### WORK TO COMPLETE
Repeat word for word everything from the line containing "wooden post, a" to the end of the listing, first and last lines included, and only that.

Records contained in a dataset:
⁂
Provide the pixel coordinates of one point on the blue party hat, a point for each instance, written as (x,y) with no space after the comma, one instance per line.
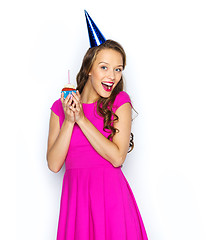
(96,38)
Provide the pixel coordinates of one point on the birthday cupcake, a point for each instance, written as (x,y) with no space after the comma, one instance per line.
(68,88)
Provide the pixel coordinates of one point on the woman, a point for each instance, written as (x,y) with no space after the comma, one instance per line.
(90,131)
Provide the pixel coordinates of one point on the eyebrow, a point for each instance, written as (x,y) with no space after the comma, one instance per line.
(120,65)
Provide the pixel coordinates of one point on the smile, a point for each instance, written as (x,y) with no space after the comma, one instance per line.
(107,86)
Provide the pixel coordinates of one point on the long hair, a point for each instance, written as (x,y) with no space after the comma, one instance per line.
(104,105)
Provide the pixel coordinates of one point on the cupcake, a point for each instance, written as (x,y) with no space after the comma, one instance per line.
(68,88)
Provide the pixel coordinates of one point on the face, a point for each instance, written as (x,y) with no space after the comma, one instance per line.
(106,72)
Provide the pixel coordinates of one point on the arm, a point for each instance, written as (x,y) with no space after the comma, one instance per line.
(58,142)
(115,152)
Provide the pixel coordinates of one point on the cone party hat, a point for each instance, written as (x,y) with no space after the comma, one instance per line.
(96,38)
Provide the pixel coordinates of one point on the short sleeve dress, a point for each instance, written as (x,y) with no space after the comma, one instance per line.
(97,202)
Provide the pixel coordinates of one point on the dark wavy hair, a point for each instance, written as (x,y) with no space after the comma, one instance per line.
(104,105)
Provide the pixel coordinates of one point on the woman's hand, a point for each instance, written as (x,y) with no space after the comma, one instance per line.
(76,107)
(66,103)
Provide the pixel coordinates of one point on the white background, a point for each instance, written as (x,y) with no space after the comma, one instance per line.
(170,76)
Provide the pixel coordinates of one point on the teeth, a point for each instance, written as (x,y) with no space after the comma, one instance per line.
(108,84)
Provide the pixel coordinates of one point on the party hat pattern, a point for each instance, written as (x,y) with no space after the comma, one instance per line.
(96,38)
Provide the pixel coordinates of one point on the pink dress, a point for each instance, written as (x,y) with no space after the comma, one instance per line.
(97,202)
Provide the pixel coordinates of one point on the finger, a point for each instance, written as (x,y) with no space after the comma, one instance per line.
(62,97)
(75,95)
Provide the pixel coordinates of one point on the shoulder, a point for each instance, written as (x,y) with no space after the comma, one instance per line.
(121,98)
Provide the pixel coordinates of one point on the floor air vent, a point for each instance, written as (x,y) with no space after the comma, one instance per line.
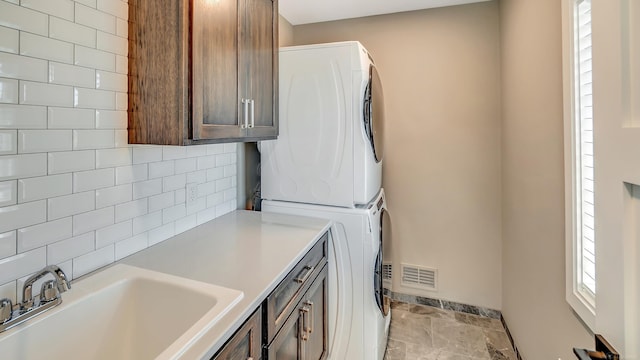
(387,272)
(419,277)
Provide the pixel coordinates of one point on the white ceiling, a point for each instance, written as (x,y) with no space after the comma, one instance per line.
(310,11)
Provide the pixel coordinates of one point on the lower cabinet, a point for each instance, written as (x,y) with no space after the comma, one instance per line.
(304,334)
(246,343)
(291,324)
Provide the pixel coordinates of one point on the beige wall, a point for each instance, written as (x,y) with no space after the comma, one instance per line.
(533,301)
(285,32)
(441,74)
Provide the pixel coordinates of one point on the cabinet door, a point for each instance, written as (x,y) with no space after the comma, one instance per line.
(259,67)
(246,342)
(216,106)
(287,345)
(315,324)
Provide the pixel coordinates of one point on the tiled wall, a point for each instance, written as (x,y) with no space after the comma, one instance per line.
(72,192)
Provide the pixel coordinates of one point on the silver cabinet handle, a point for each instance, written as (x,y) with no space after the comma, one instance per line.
(253,117)
(301,279)
(309,328)
(304,311)
(245,114)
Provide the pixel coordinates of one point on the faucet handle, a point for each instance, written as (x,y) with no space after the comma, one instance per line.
(6,310)
(48,292)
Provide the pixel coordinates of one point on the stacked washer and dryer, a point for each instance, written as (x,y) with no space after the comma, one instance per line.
(327,163)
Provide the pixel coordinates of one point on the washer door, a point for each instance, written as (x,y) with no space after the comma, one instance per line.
(374,113)
(384,303)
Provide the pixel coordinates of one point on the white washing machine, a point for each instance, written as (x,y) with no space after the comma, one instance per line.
(329,150)
(359,313)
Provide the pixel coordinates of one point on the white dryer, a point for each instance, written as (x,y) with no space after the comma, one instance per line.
(358,311)
(329,150)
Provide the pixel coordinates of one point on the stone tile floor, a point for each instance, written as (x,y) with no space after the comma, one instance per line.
(421,332)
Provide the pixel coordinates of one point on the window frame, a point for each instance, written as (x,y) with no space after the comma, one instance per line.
(582,302)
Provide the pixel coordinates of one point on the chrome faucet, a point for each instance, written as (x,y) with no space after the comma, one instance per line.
(12,315)
(27,289)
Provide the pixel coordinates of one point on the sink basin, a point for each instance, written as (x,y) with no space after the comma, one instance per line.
(122,312)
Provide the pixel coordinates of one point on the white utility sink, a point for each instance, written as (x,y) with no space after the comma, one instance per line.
(122,312)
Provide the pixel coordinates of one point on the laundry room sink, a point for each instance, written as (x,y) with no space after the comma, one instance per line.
(122,312)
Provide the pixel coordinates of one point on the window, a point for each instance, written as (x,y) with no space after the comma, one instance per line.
(579,159)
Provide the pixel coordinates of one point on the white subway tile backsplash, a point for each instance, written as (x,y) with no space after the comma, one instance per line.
(71,32)
(43,234)
(161,233)
(69,181)
(32,93)
(92,261)
(147,222)
(114,233)
(69,118)
(8,91)
(146,154)
(92,220)
(22,67)
(112,43)
(113,195)
(94,99)
(115,8)
(161,169)
(23,117)
(65,74)
(132,173)
(93,139)
(60,8)
(93,179)
(161,201)
(95,19)
(22,215)
(70,248)
(22,166)
(185,165)
(121,138)
(148,188)
(198,177)
(69,161)
(132,245)
(107,80)
(113,157)
(9,193)
(20,265)
(39,188)
(174,152)
(42,47)
(174,182)
(131,210)
(8,142)
(207,162)
(7,244)
(64,206)
(21,18)
(108,119)
(36,141)
(9,40)
(93,58)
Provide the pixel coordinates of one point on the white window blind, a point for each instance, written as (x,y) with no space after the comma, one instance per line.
(584,152)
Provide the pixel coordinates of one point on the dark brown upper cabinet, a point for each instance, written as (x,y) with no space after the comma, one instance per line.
(202,71)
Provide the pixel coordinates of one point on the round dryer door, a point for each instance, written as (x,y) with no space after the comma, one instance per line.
(374,113)
(384,303)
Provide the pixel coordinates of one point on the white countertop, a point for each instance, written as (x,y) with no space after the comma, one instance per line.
(247,251)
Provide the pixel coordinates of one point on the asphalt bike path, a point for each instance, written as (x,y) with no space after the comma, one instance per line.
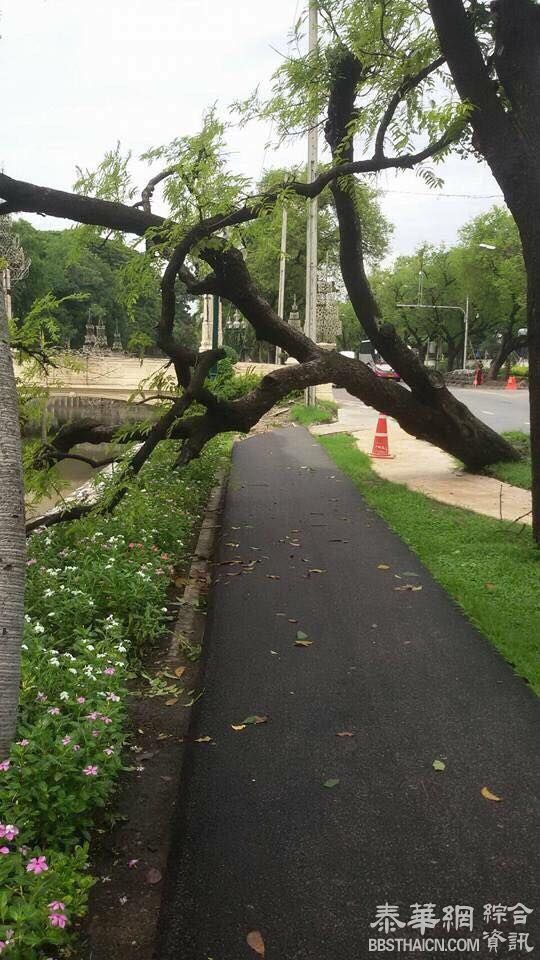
(325,811)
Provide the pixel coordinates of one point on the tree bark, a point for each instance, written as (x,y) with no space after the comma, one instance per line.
(12,542)
(509,139)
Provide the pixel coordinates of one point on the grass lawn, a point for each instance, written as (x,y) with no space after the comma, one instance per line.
(324,411)
(491,569)
(518,474)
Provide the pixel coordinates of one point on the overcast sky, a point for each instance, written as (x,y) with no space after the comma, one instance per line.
(78,76)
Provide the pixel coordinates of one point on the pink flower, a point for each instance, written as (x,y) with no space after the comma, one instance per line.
(37,865)
(56,906)
(58,920)
(9,831)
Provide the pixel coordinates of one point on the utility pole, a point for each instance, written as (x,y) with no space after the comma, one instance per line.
(466,319)
(282,274)
(310,327)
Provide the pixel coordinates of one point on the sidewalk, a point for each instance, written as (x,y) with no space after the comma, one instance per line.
(262,844)
(425,468)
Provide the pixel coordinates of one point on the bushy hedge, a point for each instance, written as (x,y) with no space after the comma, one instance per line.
(96,597)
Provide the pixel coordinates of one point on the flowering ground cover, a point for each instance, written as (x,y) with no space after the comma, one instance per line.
(96,600)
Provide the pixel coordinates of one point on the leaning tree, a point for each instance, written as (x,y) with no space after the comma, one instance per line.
(378,79)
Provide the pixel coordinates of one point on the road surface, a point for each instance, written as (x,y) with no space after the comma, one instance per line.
(299,827)
(500,409)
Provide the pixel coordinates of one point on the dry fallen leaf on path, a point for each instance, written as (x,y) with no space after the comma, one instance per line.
(256,942)
(488,795)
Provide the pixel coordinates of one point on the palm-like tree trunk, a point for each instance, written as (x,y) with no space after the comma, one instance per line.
(12,542)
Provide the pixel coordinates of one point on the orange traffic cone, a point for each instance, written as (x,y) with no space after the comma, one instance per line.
(380,449)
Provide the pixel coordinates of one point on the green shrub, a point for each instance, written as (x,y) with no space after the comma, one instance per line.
(96,598)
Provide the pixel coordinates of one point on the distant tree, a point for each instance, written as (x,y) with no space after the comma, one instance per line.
(67,262)
(494,275)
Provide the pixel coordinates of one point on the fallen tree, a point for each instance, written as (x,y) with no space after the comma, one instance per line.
(201,252)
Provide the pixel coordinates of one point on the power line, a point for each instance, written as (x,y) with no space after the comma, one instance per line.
(460,196)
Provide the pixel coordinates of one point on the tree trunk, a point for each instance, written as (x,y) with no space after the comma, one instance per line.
(12,542)
(531,251)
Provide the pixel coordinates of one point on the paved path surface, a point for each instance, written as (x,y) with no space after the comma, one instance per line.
(425,468)
(261,844)
(500,409)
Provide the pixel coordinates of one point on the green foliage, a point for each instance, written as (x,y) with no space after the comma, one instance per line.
(262,238)
(96,599)
(518,474)
(493,279)
(392,41)
(324,411)
(464,551)
(227,385)
(80,272)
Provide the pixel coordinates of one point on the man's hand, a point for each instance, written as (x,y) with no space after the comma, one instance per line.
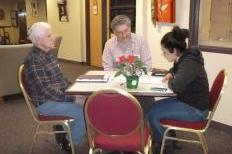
(167,77)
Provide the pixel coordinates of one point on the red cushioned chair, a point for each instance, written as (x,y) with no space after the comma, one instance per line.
(199,127)
(114,121)
(42,120)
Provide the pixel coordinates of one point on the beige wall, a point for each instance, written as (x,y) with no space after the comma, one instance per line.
(7,6)
(213,61)
(72,32)
(41,16)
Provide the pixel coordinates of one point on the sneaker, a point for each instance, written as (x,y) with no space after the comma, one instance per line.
(61,139)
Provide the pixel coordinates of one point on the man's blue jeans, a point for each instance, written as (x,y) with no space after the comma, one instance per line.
(67,109)
(171,108)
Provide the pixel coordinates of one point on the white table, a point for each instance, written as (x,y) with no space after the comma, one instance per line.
(146,83)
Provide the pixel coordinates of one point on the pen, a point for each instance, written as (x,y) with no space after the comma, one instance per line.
(158,89)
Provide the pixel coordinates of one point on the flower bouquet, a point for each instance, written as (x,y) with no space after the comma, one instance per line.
(131,67)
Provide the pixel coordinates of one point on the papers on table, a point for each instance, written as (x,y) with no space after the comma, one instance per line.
(93,78)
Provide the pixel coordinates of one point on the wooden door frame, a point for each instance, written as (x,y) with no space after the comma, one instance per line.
(87,18)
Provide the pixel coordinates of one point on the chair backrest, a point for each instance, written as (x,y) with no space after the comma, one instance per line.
(57,42)
(25,90)
(216,92)
(113,112)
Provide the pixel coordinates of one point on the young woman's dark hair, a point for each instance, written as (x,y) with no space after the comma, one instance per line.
(175,39)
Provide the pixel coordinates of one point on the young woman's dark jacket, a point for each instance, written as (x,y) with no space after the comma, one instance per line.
(190,81)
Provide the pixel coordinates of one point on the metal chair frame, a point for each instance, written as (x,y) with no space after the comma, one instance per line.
(54,120)
(198,132)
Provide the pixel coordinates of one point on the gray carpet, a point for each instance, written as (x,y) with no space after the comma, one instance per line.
(17,127)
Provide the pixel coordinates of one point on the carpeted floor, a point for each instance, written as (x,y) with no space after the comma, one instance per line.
(17,127)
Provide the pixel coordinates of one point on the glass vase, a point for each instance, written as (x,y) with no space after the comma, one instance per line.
(132,81)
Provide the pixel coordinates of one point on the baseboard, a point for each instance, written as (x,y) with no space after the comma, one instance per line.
(10,97)
(221,127)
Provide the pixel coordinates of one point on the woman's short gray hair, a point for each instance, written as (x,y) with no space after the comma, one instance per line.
(37,30)
(120,20)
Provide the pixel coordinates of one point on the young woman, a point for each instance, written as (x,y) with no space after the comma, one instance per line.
(187,78)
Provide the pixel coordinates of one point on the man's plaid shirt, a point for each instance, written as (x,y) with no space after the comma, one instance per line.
(44,77)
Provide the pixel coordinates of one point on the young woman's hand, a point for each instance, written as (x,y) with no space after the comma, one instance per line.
(167,77)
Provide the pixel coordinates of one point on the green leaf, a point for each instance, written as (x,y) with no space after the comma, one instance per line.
(117,73)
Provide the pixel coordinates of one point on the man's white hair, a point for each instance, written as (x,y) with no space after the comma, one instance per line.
(37,30)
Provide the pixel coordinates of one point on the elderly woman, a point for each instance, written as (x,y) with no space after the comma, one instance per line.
(187,78)
(124,43)
(47,83)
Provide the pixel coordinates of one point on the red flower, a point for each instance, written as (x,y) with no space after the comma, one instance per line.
(131,59)
(122,59)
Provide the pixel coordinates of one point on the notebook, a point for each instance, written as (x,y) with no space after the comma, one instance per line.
(93,78)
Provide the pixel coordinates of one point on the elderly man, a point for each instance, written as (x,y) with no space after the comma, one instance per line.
(124,43)
(47,83)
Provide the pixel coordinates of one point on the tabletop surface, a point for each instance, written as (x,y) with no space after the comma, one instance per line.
(148,85)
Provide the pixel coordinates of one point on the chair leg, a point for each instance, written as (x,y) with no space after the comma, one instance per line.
(34,139)
(70,138)
(163,141)
(203,143)
(91,151)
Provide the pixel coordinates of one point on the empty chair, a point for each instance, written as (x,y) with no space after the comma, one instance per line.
(114,121)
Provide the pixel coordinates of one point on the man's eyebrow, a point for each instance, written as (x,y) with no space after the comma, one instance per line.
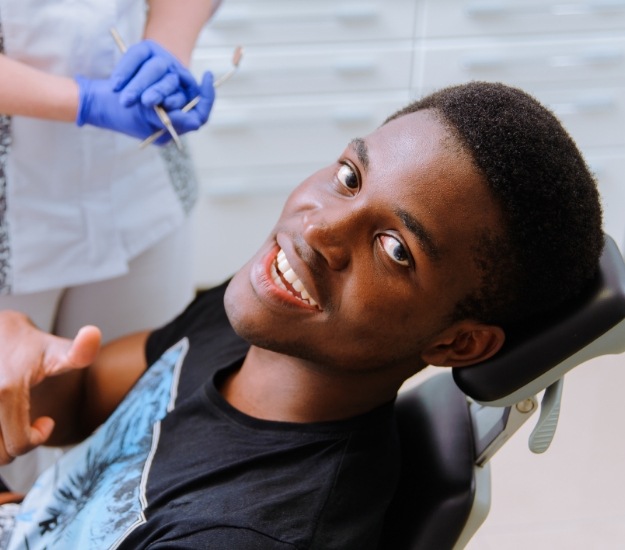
(359,145)
(426,241)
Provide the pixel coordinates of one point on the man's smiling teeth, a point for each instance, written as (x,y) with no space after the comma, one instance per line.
(281,271)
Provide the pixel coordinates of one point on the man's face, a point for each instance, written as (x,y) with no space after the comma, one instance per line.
(380,241)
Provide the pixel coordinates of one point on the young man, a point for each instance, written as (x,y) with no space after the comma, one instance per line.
(268,423)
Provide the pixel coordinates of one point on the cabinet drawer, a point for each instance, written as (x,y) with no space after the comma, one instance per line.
(282,131)
(595,117)
(300,21)
(320,68)
(598,60)
(228,232)
(504,17)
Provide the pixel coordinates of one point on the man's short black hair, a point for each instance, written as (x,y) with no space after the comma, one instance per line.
(552,237)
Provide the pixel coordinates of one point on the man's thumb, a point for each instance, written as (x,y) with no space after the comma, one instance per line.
(85,346)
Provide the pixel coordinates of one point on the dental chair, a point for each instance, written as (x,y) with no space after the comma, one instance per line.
(451,425)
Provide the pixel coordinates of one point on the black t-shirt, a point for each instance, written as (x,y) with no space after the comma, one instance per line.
(205,475)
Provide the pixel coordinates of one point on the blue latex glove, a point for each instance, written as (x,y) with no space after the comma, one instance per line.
(100,106)
(149,73)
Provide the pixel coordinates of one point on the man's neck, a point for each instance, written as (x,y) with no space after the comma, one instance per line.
(273,386)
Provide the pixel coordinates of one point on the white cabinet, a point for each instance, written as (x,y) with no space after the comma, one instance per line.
(316,74)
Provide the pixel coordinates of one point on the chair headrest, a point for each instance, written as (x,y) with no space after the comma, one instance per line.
(541,352)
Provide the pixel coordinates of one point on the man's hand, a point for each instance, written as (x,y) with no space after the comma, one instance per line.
(27,357)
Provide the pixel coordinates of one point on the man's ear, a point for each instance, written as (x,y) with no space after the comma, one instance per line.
(464,343)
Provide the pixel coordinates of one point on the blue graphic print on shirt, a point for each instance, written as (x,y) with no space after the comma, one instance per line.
(95,494)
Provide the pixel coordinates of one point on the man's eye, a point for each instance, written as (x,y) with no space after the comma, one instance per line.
(348,177)
(396,251)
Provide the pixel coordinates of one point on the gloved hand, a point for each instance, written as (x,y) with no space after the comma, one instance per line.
(99,105)
(149,73)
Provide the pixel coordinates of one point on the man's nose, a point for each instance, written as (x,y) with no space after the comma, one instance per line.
(330,235)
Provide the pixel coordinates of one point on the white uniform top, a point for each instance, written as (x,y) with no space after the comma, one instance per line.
(76,204)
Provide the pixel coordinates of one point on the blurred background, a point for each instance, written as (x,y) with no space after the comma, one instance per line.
(316,74)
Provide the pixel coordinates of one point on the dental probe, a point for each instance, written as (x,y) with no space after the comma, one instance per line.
(162,114)
(236,59)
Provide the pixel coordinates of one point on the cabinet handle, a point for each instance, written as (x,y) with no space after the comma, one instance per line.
(357,13)
(352,115)
(355,66)
(494,9)
(587,105)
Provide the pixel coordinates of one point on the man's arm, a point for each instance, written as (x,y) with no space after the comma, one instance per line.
(51,385)
(177,25)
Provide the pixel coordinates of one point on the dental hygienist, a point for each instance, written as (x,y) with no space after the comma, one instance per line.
(85,213)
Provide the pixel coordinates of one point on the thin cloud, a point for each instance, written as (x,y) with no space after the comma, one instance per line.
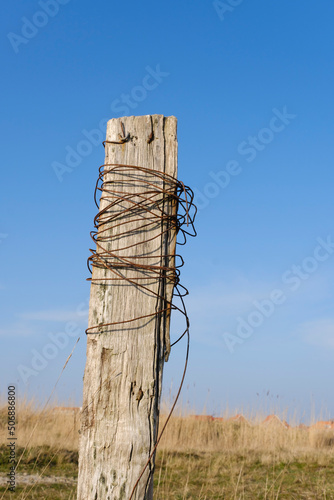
(319,332)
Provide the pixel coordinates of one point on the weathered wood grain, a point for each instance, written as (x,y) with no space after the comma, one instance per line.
(119,425)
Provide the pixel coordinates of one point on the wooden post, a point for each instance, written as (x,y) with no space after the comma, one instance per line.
(123,374)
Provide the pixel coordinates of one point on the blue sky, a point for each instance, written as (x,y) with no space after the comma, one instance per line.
(251,85)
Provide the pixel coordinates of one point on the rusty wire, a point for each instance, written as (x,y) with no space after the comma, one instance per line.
(161,201)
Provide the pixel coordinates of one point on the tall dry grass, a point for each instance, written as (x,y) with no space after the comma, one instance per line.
(184,433)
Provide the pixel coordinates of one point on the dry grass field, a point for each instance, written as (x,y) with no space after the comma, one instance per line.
⁂
### FINAL RESULT
Provide the pixel coordinates of one point on the wooden post, a point for each instance, written as (x,y) with no space after the comma, one instance per line.
(123,374)
Provide the pixel coordinates of one point on the blue sky, a point for each instance, written as (x,y) with no space after the comma, one instance per line.
(251,85)
Provide the pixel coordinates of one point on the rusty wire, a point for each instance, written as (x,y) with no space after the comma, one instance per line.
(161,201)
Provide the pixel coordinates of one point on the tall dry grass, a point for each instance, written as (x,y) with no space after the comma, one instance per line.
(184,433)
Provide the pixel coordinates of one point on the dry grass field, a point for each instance, written as (x,y) with no space after the comma, one instance per line.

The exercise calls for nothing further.